More On The Minority Report

Recently I commented on the Homeland Security and Governmental Affairs Minority Committee of the US Senate’s report about the security of government agencies. (You can get a PDF copy here.) The earlier post was about the use of default passwords at government agencies. There are some other troubling items in the report and I wanted to share a few of them with you.

I recently taught Learning Tree Course 468, System and Network Security Introduction and some of the participants commented about some of these in other situations so this seemed like a good time to discuss them here.

First, “Independent auditors physically inspected offices and found passwords written down on desks,…” Really? Still? I’ve talked about secure software solutions before and even before that in mid-2012. Every time I teach the security course I stress that auditors know most or all the places passwords are likely to be written down. (Before I learned much about security I thought I was clever placing them in an envelope under a desk drawer. Ha! I have learned a lot since then.) Lesson: don’t write passwords down. Use a good, secure tool to keep them safe and use a good password for that tool. If necessary, get the tool approved by the appropriate department or agency first, of course.

Second, some computers had anti-virus software whose databases were years out-of-date. Look, anti-virus software is great stuff. It may not be perfect, but it is necessary. It is also of limited value if the database is so old that it cannot catch any viruses discovered or released in the last couple of years! Keep those subscriptions current. End of story.

Third, some sensitive data was unencrypted or encrypted weakly. Confidentiality is a principle we discuss at length in Course 468. We talk about how encryption works and how to use it. We even use some encryption software to encrypt files and share them on a server. This is very important stuff. Sensitive data should be encrypted. Even military-grade encryption is not that difficult to deploy these days. If they don’t have them these agencies need policies showing what needs to be encrypted and how. And someone needs to check to ensure it is before an external auditor finds out it isn’t.

There is a lot to learn from the report and I suggest you read it. My goal for that suggestion is not to highlight what agencies have done what wrong, but rather so we can learn what is important so we can secure our systems and networks more fully. That’s the goal of the security class, too.

:: WHAT TO WORK ON ::
Copy the part of the post on the Senate minority report from "More On The" up to and including "them with you.", word for word.

Records taken from a collection

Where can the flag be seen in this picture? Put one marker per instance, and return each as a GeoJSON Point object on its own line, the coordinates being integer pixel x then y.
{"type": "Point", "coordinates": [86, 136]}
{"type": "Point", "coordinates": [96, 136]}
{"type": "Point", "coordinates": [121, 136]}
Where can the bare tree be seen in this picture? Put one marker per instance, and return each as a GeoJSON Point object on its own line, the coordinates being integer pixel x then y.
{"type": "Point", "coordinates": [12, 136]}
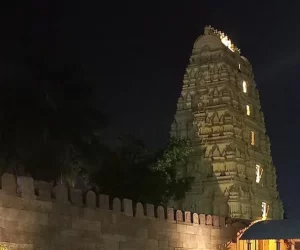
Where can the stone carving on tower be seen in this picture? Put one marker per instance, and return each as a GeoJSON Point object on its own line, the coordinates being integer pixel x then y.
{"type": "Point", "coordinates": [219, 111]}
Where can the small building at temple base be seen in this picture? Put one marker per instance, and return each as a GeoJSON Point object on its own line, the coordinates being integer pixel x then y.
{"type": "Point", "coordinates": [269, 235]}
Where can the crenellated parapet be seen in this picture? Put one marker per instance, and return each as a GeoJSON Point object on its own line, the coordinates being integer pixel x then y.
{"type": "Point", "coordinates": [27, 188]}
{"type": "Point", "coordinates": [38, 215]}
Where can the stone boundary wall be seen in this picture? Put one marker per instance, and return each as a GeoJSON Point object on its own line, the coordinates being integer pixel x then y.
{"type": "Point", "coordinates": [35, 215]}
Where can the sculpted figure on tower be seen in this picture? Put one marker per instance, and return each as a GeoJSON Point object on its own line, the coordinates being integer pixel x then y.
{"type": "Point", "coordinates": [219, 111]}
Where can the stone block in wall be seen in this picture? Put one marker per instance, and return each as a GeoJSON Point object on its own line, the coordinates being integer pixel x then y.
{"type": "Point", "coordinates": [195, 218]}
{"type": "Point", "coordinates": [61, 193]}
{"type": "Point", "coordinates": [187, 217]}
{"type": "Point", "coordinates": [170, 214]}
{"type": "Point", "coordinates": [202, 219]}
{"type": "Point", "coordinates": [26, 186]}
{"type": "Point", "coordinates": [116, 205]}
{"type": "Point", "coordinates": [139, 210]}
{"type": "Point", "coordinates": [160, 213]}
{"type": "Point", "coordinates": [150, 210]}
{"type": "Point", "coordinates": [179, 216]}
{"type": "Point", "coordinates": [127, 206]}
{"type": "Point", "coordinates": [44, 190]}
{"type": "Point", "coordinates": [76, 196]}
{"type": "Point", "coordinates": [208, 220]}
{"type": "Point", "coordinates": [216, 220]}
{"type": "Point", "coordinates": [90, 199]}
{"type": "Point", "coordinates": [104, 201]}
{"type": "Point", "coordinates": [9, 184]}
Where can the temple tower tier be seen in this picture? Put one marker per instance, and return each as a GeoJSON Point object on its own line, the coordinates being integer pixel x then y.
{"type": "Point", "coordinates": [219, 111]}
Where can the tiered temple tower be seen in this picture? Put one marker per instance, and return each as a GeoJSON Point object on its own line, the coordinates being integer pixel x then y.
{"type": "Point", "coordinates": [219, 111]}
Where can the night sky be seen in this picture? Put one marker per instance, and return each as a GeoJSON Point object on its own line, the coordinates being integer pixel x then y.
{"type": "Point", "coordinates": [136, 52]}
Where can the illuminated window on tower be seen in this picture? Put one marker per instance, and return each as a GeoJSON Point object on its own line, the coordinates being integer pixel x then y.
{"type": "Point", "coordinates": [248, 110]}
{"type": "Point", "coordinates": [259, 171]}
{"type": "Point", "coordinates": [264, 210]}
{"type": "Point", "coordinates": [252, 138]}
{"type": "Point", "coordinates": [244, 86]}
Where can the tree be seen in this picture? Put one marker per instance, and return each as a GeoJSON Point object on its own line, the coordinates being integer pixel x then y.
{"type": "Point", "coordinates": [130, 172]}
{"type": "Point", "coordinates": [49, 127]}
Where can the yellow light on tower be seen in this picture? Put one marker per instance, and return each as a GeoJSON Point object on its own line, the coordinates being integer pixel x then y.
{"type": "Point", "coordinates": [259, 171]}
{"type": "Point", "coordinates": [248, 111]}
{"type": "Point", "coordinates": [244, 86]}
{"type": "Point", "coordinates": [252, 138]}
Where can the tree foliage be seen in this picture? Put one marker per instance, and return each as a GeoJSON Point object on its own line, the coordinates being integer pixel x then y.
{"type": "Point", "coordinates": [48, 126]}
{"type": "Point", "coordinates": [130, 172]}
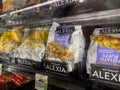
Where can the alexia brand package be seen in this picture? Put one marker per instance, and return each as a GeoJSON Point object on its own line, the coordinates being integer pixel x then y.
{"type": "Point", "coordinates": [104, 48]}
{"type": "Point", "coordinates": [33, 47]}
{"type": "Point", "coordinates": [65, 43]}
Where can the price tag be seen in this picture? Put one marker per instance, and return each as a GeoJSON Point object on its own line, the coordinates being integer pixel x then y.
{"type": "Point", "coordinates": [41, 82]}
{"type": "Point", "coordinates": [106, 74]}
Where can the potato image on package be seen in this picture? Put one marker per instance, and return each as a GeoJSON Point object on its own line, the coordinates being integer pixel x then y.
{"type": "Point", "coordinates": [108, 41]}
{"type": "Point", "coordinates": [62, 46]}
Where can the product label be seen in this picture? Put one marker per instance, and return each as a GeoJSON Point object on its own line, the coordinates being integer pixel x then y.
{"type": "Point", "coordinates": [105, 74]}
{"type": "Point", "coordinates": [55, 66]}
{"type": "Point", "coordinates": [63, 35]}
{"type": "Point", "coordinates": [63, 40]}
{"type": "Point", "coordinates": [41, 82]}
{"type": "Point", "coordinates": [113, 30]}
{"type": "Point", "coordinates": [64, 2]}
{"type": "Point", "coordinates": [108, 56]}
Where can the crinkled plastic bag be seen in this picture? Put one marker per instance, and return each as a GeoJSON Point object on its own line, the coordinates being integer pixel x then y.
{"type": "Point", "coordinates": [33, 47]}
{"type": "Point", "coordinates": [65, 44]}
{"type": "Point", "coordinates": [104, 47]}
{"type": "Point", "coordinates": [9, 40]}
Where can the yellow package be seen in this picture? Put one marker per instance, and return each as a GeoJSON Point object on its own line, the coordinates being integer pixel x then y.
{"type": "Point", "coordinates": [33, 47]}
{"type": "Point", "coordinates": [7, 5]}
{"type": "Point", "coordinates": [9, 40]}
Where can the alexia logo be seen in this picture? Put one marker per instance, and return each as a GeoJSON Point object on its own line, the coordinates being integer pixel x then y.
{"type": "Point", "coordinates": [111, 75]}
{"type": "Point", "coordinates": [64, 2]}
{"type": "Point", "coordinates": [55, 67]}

==

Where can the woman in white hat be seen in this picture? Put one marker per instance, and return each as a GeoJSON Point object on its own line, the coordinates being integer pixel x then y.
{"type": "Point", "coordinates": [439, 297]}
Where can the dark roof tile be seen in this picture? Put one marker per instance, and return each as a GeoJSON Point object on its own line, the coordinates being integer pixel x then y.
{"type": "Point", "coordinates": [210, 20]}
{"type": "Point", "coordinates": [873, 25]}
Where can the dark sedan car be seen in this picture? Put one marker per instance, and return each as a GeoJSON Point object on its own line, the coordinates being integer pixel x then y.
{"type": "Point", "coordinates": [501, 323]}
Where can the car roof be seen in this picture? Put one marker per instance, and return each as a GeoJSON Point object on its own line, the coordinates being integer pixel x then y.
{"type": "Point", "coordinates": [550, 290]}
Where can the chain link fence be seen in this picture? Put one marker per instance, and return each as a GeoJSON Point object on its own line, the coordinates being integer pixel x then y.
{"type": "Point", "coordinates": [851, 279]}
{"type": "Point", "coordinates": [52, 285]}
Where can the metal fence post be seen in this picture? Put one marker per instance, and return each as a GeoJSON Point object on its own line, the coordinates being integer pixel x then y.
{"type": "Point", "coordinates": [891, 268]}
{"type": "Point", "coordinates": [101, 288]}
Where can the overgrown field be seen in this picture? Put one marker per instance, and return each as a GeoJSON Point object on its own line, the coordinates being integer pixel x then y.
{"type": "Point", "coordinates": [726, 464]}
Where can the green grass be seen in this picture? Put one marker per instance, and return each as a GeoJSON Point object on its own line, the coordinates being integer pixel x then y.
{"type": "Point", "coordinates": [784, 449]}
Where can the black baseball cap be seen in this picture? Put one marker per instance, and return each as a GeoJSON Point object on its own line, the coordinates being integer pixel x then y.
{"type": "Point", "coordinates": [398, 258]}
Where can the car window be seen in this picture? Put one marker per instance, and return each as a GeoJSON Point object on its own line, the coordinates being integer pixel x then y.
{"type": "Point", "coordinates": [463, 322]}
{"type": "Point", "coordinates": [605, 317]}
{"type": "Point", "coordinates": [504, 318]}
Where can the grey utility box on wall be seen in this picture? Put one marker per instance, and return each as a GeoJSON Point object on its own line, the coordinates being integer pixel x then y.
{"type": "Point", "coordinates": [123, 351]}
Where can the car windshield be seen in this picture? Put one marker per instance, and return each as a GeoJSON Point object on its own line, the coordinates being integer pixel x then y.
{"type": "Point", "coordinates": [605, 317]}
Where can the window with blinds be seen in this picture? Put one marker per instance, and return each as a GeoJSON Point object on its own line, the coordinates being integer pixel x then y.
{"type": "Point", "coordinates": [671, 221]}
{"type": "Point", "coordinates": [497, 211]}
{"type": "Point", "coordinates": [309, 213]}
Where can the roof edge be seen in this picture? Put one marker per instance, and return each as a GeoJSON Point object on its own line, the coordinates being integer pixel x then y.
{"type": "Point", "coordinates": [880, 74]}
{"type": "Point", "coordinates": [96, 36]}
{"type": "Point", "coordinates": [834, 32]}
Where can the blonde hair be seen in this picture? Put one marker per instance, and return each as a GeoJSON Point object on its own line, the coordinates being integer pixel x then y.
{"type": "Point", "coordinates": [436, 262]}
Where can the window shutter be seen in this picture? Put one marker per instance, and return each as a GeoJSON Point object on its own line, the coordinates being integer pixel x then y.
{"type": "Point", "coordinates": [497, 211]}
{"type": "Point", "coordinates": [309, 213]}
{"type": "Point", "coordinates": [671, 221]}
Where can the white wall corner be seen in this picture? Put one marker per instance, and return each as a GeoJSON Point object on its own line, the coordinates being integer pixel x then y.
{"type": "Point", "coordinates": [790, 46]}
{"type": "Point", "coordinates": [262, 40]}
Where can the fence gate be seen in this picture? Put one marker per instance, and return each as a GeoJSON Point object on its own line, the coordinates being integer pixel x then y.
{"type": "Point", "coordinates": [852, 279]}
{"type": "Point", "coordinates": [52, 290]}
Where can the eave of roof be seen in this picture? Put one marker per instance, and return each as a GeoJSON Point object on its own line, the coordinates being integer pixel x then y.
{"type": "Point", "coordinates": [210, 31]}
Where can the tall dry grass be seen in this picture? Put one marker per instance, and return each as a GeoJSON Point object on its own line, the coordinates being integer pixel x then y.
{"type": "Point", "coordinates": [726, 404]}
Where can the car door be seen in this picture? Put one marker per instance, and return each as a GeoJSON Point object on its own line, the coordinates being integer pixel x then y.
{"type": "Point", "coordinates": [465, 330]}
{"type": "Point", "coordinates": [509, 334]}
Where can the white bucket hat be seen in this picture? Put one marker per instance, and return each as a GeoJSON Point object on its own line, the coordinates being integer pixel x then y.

:: THE ANSWER ::
More On The Minority Report

Recently I commented on the Homeland Security and Governmental Affairs Minority Committee of the US Senate’s report about the security of government agencies. (You can get a PDF copy here.) The earlier post was about the use of default passwords at government agencies. There are some other troubling items in the report and I wanted to share a few of them with you.